- **THE PROBLEM**:
In the items below, output the lines as a Markdown table with the columns Row and Line, starting at the line that contains "Every instance of the carved" and ending at the line that contains "[[251, 43]]". Skip blank lines, and put each line's running number under Row.
** start of RECORD EXTRACTS **
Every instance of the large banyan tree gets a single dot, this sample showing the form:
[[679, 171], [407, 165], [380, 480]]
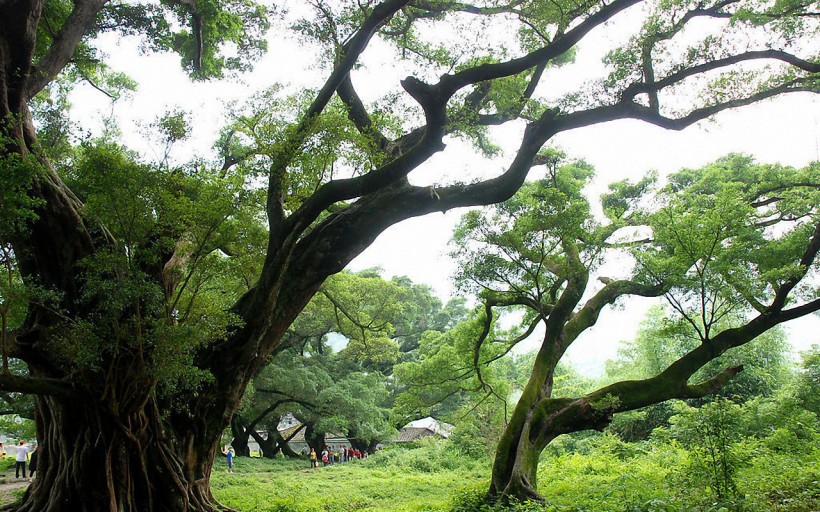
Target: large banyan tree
[[133, 296]]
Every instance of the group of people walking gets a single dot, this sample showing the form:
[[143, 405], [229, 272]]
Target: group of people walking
[[330, 456], [23, 455]]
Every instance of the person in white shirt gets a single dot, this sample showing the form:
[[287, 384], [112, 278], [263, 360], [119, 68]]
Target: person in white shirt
[[22, 458]]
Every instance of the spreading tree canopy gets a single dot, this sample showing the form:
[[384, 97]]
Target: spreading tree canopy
[[732, 247], [147, 310]]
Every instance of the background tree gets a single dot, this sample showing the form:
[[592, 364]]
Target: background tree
[[106, 352], [712, 251], [661, 340]]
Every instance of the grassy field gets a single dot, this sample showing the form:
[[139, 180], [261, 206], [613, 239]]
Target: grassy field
[[381, 483]]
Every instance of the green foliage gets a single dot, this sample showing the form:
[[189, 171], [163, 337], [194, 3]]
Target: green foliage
[[716, 243], [709, 433], [808, 380]]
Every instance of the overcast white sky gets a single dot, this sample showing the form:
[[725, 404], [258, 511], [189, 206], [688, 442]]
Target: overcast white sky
[[785, 130]]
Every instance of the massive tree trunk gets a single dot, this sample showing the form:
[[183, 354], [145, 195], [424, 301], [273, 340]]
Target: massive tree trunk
[[92, 459]]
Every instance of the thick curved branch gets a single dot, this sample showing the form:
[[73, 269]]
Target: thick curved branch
[[809, 255], [352, 50], [675, 78], [64, 44]]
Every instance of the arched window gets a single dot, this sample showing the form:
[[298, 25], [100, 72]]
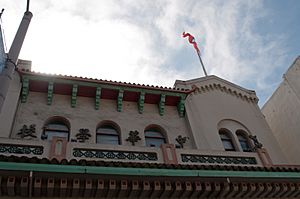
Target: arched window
[[107, 134], [56, 127], [244, 141], [154, 137], [226, 140]]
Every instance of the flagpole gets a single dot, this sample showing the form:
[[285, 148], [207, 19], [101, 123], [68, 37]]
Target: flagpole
[[205, 73]]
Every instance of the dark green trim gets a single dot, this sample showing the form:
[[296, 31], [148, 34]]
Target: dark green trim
[[161, 105], [120, 100], [180, 107], [106, 86], [50, 93], [144, 171], [25, 89], [97, 98], [74, 95], [141, 102]]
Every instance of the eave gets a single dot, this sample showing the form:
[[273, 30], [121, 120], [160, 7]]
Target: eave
[[102, 89]]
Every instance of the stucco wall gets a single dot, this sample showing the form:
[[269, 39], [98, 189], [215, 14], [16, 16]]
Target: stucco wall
[[282, 113], [205, 109], [8, 111], [36, 111]]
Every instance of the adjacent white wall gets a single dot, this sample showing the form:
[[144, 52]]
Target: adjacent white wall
[[282, 112]]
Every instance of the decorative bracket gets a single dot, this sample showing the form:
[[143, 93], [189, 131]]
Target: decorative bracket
[[161, 105], [25, 89], [133, 137], [181, 140], [74, 95], [141, 102], [180, 107], [97, 100], [83, 135], [257, 144], [50, 93], [120, 100]]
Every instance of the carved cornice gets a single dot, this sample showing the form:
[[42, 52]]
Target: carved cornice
[[213, 83], [223, 88]]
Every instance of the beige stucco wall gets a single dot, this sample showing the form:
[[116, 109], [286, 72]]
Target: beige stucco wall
[[282, 113], [207, 111], [36, 111], [206, 108], [8, 111]]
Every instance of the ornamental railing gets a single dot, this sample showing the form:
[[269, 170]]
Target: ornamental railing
[[21, 149], [216, 159], [113, 154]]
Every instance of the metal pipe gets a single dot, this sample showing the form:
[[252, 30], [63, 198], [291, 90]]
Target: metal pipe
[[13, 54], [27, 7], [205, 73]]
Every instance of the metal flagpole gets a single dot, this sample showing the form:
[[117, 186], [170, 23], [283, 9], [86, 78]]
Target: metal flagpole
[[205, 73]]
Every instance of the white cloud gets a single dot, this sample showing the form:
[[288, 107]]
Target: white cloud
[[140, 41]]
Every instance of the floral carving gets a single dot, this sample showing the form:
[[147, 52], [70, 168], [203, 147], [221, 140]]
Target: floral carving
[[257, 144], [83, 135], [133, 137], [25, 132], [181, 140]]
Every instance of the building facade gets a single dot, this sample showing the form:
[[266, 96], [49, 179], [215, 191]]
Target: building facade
[[64, 136], [282, 113]]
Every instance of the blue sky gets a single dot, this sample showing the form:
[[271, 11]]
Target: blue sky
[[251, 43]]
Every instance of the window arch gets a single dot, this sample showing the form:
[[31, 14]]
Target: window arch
[[108, 133], [244, 140], [56, 127], [154, 136], [226, 140]]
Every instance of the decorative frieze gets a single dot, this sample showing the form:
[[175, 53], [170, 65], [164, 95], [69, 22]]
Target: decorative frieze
[[97, 98], [213, 159], [181, 140], [133, 137], [146, 93], [117, 155], [83, 135], [21, 149], [223, 88], [26, 131]]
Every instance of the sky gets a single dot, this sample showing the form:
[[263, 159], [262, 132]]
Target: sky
[[248, 42]]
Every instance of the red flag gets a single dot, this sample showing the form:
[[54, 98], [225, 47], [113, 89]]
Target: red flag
[[191, 40]]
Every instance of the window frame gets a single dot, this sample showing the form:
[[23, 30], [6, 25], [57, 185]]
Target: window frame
[[225, 136], [242, 134]]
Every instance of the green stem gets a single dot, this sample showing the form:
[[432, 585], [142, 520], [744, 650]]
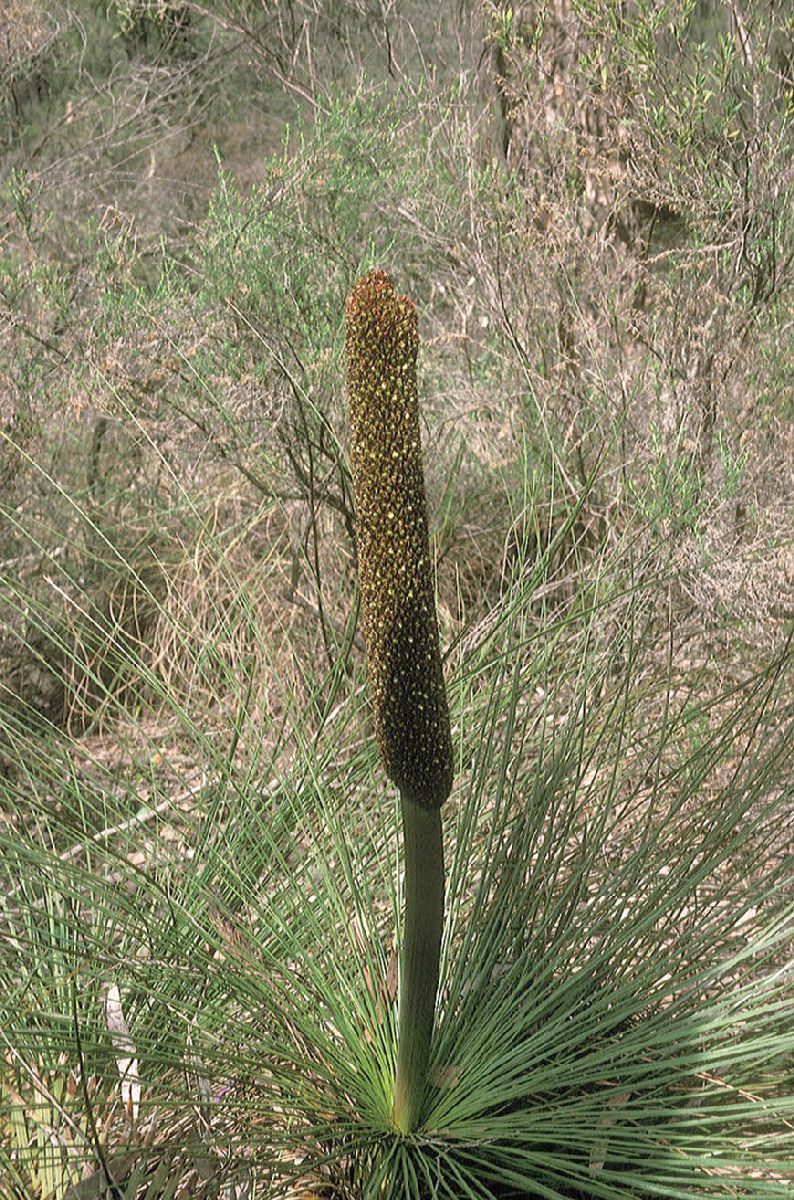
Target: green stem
[[420, 959]]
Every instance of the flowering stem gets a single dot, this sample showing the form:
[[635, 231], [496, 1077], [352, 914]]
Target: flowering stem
[[420, 961]]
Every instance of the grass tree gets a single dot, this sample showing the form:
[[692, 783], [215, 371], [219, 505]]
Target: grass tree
[[404, 663], [196, 966]]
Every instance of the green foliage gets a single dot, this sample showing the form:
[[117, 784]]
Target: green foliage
[[186, 768]]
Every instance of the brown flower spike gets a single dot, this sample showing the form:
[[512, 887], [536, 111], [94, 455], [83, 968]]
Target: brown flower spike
[[395, 574]]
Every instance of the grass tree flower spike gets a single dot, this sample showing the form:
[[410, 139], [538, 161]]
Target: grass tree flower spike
[[403, 657]]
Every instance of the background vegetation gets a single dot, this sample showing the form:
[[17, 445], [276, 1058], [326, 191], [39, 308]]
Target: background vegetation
[[591, 205]]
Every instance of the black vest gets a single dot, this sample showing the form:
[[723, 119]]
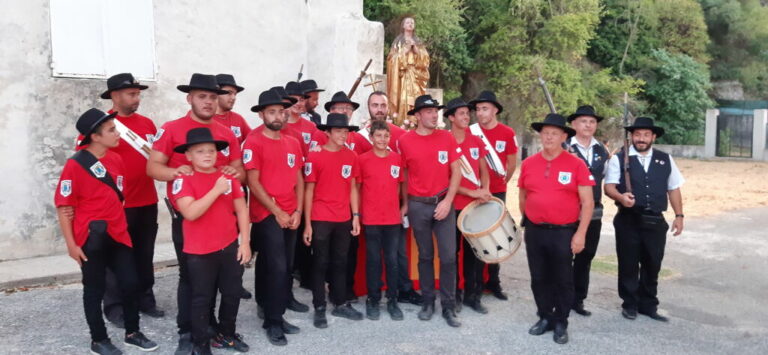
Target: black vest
[[650, 189], [599, 159]]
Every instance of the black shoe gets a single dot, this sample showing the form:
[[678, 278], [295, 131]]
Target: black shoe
[[561, 334], [230, 342], [579, 308], [476, 306], [276, 336], [427, 310], [655, 316], [541, 327], [297, 306], [139, 340], [346, 311], [319, 319], [450, 317], [104, 347], [629, 313], [185, 346], [394, 310], [372, 309], [289, 328], [153, 312]]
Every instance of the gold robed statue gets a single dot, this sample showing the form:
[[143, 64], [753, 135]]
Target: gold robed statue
[[407, 71]]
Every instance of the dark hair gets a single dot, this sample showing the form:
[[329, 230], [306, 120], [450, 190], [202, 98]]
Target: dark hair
[[379, 126]]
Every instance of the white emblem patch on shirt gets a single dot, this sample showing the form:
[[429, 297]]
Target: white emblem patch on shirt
[[442, 156], [66, 188], [99, 170], [346, 171]]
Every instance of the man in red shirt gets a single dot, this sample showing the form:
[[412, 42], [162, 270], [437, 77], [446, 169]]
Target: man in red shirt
[[473, 186], [224, 113], [96, 232], [554, 231], [381, 183], [433, 172], [504, 144], [166, 165], [273, 163], [330, 199]]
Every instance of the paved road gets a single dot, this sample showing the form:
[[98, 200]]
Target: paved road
[[717, 301]]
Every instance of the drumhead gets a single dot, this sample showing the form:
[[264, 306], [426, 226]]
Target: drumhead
[[482, 217]]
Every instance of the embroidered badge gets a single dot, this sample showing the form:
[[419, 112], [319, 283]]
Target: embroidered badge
[[442, 156], [66, 188], [99, 170]]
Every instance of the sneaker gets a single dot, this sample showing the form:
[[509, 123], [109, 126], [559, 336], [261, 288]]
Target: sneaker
[[104, 347], [347, 311], [230, 342], [139, 340]]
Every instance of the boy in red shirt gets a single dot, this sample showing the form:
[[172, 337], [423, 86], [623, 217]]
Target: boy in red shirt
[[214, 210], [381, 184], [330, 199], [91, 184]]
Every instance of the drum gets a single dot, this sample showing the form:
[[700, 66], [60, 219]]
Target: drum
[[490, 230]]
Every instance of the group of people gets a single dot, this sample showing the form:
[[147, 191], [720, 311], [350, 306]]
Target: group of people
[[298, 191]]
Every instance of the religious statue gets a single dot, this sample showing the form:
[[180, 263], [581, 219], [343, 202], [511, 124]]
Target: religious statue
[[407, 71]]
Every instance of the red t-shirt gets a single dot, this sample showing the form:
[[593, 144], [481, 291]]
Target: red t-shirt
[[217, 227], [355, 141], [236, 123], [474, 149], [332, 173], [174, 133], [92, 199], [139, 187], [503, 141], [552, 193], [380, 193], [428, 161], [278, 162]]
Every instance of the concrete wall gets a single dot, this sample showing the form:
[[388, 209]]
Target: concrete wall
[[263, 43]]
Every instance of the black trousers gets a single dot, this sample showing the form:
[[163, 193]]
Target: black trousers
[[582, 262], [424, 224], [550, 261], [472, 268], [217, 271], [330, 245], [142, 227], [104, 254], [274, 281], [381, 239], [640, 251]]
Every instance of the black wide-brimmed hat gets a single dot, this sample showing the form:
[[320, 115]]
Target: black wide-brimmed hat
[[89, 121], [486, 96], [284, 94], [121, 81], [453, 105], [337, 120], [424, 101], [646, 123], [202, 82], [554, 120], [340, 98], [585, 110], [294, 89], [197, 136], [309, 85], [268, 98], [228, 80]]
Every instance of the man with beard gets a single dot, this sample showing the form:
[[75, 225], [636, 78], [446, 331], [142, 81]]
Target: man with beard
[[641, 231], [165, 165]]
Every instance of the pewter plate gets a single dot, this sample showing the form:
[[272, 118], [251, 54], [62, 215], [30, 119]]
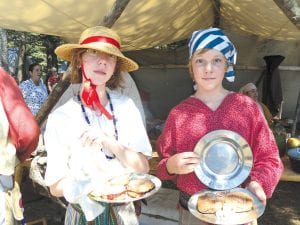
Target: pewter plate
[[155, 180], [225, 159], [227, 218]]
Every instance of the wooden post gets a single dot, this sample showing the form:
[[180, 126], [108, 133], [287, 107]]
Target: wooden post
[[108, 21], [297, 114]]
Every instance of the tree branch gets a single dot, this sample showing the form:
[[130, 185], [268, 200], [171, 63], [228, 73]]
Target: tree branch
[[108, 21], [291, 9]]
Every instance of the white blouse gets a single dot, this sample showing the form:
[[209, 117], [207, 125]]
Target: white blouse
** end of RECORD EXTRACTS **
- **RESULT OF THIS TASK**:
| Row | Line |
|---|---|
| 1 | Every instance of the carved cornice gets a single dot, this sample showing the form: |
| 2 | [[42, 52]] |
| 3 | Target: carved cornice |
| 4 | [[213, 83], [223, 88]] |
| 5 | Every instance of the beige stucco wall gets a single dot, this sample showing the form: |
| 6 | [[116, 109], [286, 72]] |
| 7 | Target: beige stucco wall |
| 8 | [[282, 113], [207, 111], [36, 111], [206, 108], [8, 111]] |
| 9 | Every instance of the ornamental railing gets a single dot, this sample showing the form: |
| 10 | [[269, 170]] |
| 11 | Target: ornamental railing |
| 12 | [[21, 149], [216, 159], [113, 154]] |
| 13 | Every instance of the metal pipe gets a single dot, this sample showing the form: |
| 14 | [[252, 30], [63, 198], [291, 90]] |
| 15 | Target: metal pipe |
| 16 | [[13, 54], [27, 7], [205, 73]] |
| 17 | Every instance of the metal flagpole gets a single dot, this sample showing the form: |
| 18 | [[117, 186], [170, 23], [283, 9], [86, 78]] |
| 19 | Target: metal flagpole |
| 20 | [[205, 73]] |
| 21 | Every instance of the white cloud gets a single dot, this sample showing the form: |
| 22 | [[288, 107]] |
| 23 | Target: white cloud |
| 24 | [[140, 41]] |
| 25 | Every instance of the floral carving gets a single dot, this sample showing the form: |
| 26 | [[147, 52], [70, 168], [203, 147], [221, 140]] |
| 27 | Target: floral carving |
| 28 | [[257, 144], [83, 135], [133, 137], [25, 132], [181, 140]] |
| 29 | Every instance of the building facade gets a single dot, this sample showing the form: |
| 30 | [[266, 96], [49, 179], [215, 191]] |
| 31 | Target: building facade |
| 32 | [[64, 136], [282, 113]] |
| 33 | Every instance of the blue sky gets a single dot, this sample showing the form: |
| 34 | [[271, 11]] |
| 35 | Target: blue sky |
| 36 | [[251, 43]] |